• Excerpt to read:
╔══
A substantial assumption exists that the consolidation of surgical services mirrors the geographic distribution of pediatric anesthesiology fellowship programs. Trainees benefit from the presence of other trainees because this encourages a formative clinical learning environment and promotes an environment of inquiry. The Accreditation Council of Graduate Medical Education requires pediatric anesthesiology fellowships to be sponsored by institutions in which a core anesthesiology residency exists. Identifying overlap between high-capability pediatric hospitals, where fellows in pediatric and surgical specialties train, and the nearly 60 U.S. pediatric anesthesiology fellowship programs may give us clearer understanding of the intersection of these learners in the setting of consolidation. Does consolidation of surgical services suggest that pediatric anesthesiology fellowship trainees and programs should be consolidated? This may be a critical next question in the determination of the impact of pediatric surgical consolidation on education and ideal length for pediatric anesthesiology training.
The consolidation of pediatric surgical care also calls into question what defines the “right” subspecialty education of anesthesia generalists. Current Accreditation Council of Graduate Medical Education program requirements mandate that core residents “demonstrate competence in anesthetic management … [through] experience … [caring] for … 20 children … younger than three years of age, including five younger than three months… .”8 Do these numbers assure “competence in anesthetic management”? Why must future generalist anesthesiologists care for 5 children younger than 3 months of age? Might the consolidation of pediatric surgical services to high-capability centers justify changing requirements to better suit the generalist who may likely never care for an infant again?
No doubt the implications of health service forces can be profound. Their consequences for the education of future pediatric anesthesiologists are critical to consider. The full impact of McManus and Franca’s work raises the fundamental question of whether the best medical care requires subspecialty-trained anesthesiologists. This same question must be generalized to all anesthesiology education as these issues apply to all of our subspecialties.
This work was supported by the Department of Anesthesiology and Pain Management, University of Texas Southwestern Medical Center (Dallas, Texas) and by the Department of Anesthesiology and Critical Care Medicine, Children’s Hospital of Philadelphia (Philadelphia, Pennsylvania).
Dr. Ambardekar is the current chair of the Accreditation Council of Graduate Medical Education Anesthesiology Review Committee (Chicago, Illinois). The views and opinions expressed in this work are those of Dr. Ambardekar and do not represent those of the Accreditation Council of Graduate Medical Education. Dr. Schwartz declares no competing interests.
╚══
• Information supplied:
╔══
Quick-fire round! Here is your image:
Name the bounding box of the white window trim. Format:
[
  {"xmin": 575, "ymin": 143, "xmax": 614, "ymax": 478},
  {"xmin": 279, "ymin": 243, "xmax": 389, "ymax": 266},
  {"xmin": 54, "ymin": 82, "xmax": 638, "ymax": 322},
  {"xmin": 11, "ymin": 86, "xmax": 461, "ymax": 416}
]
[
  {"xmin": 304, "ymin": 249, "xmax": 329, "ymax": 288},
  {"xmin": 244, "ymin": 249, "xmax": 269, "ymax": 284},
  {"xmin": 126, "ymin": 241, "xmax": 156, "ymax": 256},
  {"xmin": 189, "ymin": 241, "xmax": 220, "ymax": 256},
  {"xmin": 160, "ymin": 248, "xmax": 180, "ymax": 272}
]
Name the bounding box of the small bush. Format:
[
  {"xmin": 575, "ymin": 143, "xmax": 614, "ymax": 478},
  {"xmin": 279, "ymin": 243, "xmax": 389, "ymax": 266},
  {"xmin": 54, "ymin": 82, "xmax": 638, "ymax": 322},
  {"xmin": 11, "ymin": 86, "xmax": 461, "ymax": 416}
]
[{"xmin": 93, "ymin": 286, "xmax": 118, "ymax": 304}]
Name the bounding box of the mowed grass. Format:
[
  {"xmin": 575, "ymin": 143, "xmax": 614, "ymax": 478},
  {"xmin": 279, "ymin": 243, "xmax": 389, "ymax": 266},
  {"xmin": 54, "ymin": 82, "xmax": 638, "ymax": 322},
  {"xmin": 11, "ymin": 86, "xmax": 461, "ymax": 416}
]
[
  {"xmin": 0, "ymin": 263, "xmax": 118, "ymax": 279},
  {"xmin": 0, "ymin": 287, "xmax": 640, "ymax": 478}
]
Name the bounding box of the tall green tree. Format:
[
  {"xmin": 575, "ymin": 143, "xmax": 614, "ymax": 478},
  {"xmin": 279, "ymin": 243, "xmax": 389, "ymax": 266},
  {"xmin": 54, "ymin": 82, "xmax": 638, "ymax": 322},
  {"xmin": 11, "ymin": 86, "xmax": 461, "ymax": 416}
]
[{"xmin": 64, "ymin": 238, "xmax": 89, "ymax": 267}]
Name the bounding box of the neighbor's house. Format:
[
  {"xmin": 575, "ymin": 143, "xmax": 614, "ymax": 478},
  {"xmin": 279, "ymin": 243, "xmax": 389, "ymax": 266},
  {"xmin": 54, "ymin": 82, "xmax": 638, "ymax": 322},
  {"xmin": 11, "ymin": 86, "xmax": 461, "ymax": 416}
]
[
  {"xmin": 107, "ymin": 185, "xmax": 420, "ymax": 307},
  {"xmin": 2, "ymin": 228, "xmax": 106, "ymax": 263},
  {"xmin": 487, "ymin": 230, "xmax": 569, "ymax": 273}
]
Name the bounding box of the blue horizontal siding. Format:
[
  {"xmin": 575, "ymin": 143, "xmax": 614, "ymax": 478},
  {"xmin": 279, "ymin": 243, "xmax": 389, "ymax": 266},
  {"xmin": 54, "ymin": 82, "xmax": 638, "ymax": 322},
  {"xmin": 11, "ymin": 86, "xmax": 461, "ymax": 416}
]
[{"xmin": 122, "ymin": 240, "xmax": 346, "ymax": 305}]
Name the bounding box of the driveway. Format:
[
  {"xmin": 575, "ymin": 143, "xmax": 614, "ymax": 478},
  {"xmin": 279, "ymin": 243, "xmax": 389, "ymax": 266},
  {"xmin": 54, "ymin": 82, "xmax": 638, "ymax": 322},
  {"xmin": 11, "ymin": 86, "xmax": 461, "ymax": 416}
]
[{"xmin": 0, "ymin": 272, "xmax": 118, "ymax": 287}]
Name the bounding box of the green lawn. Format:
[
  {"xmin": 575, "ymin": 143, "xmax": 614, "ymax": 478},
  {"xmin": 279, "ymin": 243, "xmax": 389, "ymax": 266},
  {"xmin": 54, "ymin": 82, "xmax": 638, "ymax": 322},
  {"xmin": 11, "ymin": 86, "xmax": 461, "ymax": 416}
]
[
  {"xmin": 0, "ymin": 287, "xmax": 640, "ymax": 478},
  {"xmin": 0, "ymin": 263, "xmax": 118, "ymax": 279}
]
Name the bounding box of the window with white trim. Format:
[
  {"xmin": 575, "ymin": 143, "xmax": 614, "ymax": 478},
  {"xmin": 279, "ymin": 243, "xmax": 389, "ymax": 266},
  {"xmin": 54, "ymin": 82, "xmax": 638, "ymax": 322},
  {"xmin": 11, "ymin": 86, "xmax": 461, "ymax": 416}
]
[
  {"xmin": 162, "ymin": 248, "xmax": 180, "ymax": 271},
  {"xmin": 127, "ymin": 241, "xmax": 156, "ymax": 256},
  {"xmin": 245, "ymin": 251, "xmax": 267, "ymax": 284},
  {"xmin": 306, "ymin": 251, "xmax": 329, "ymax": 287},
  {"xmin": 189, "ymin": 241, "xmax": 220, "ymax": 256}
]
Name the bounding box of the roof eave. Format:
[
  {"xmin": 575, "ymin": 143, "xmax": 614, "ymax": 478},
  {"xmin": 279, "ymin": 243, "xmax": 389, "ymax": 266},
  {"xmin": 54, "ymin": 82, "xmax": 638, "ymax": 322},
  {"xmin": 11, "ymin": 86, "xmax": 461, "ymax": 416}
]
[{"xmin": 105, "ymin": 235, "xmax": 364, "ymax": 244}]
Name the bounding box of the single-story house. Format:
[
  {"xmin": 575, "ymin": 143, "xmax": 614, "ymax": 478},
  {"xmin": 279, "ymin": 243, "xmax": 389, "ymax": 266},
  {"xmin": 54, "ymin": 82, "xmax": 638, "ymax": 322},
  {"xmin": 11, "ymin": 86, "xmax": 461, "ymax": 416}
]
╚══
• Task description:
From the passage on pediatric anesthesiology training, reproduce the wording starting with "No doubt the" and going on through "of our subspecialties.". You can set the records aside; nothing here depends on them.

• Written response:
No doubt the implications of health service forces can be profound. Their consequences for the education of future pediatric anesthesiologists are critical to consider. The full impact of McManus and Franca’s work raises the fundamental question of whether the best medical care requires subspecialty-trained anesthesiologists. This same question must be generalized to all anesthesiology education as these issues apply to all of our subspecialties.